Given instruction:
Carry on the film review below, picking up after its last sentence.

In the process, old stuff becomes cool. Tradition, in the form of calligraphy and handmade paper, is a retro decorator choice, while letting your date clean your ears old-style makes him a friend with benefits.
It might all seem sappy, but like Tati’s Play Time and Wong Kar-wai’s Chungking Express, the film seeks to distill authentic poignancy out of kitsch, schlock, consumer clichés, lethal cuteness, and the detritus of urban lives. Frivolity must be good for something; why else would God give us giggles? Comic form, as Shakespeare acknowledged, redeems a lot of silliness, especially if the gags are hurled at us with the ruthless conviction that anything goes.
Did I mention that all the roles are played by female performers?
In a switcheroo on Elizabethan theatre, globalization inverts the Globe. The film, a final title tells us, is dedicated to Shakespeare “but also to the patriarchy who would not allow female actors upon the stage.” The frisson is akin to that of Tsui Hark’s Peking Opera Blues and The East Is Red, where gender-blurring yields both humor and genuine feeling. From instant to instant, you see a character go male or female or something in between; a painted-on mustache and a swaggering gait become cosplay, not deep definitions of you. Unless you want it to be.

Given data:
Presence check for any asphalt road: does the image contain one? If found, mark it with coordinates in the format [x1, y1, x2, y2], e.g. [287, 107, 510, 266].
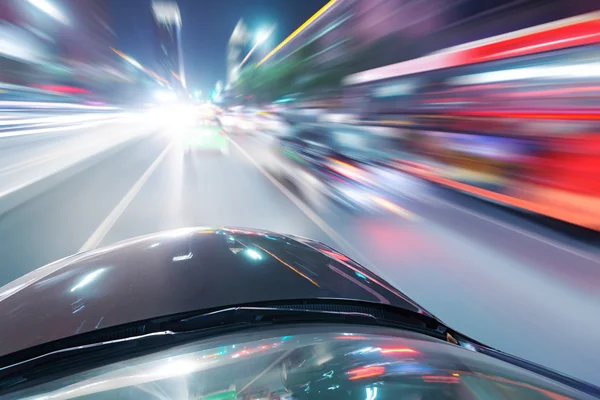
[0, 124, 600, 385]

Exercise answer:
Identities are fluid. Okay, says Orlando, so he falls in love with Rosalind, then Roosevelt, and refinds him/her as Rose. What’s in a name? You get to call yourself, and be, what you wish, and love whoever.
Not a fresh-minted message these days, but the sparkle comes with how it’s all carried off. Every scene finds a clever way to amuse or bemuse. When Rosalind as Roosevelt slips into a trim suit, she pads out the crotch with a towel, and teeny gull-like waves waft out. That’s soft power, the equivalent of a mystic ring. Eventually she has to go along when Orlando visits the men’s room. While he stands at the pissoir, she ducks into a toilet pretending to take a dump, her groans covering the sound of peeling open a maxi-pad.
The project was co-directed. Wei Ying-chuan, a graduate of NYU’s Educational Theatre division, is a founder of Shakespeare’s Wild Sisters Group in Taiwan. Chen Hung-yi’s feature The Last Painting was chosen for IFFR in 2017 and won a best feature award at Cines del Sur. The pair bring an unflagging energy to the task of creating a paradise of easy living and loving–bereft of villains, open to any piece of harmless fun and heartbreak. As We Like It is a must for every LBGTQ film event, but its hella dirty fun for any festival whatsoever. Couples welcome.
Eric Bentley once described great serious literature as “soap opera plus.” Anna Karenina, Othello, and the rest offer us tormented love affairs, sexual jealousy, hidden schemes, and forced confessions of betrayal, but it’s all endowed with wider significance through characterization, implication, style. But can we have soap opera minus?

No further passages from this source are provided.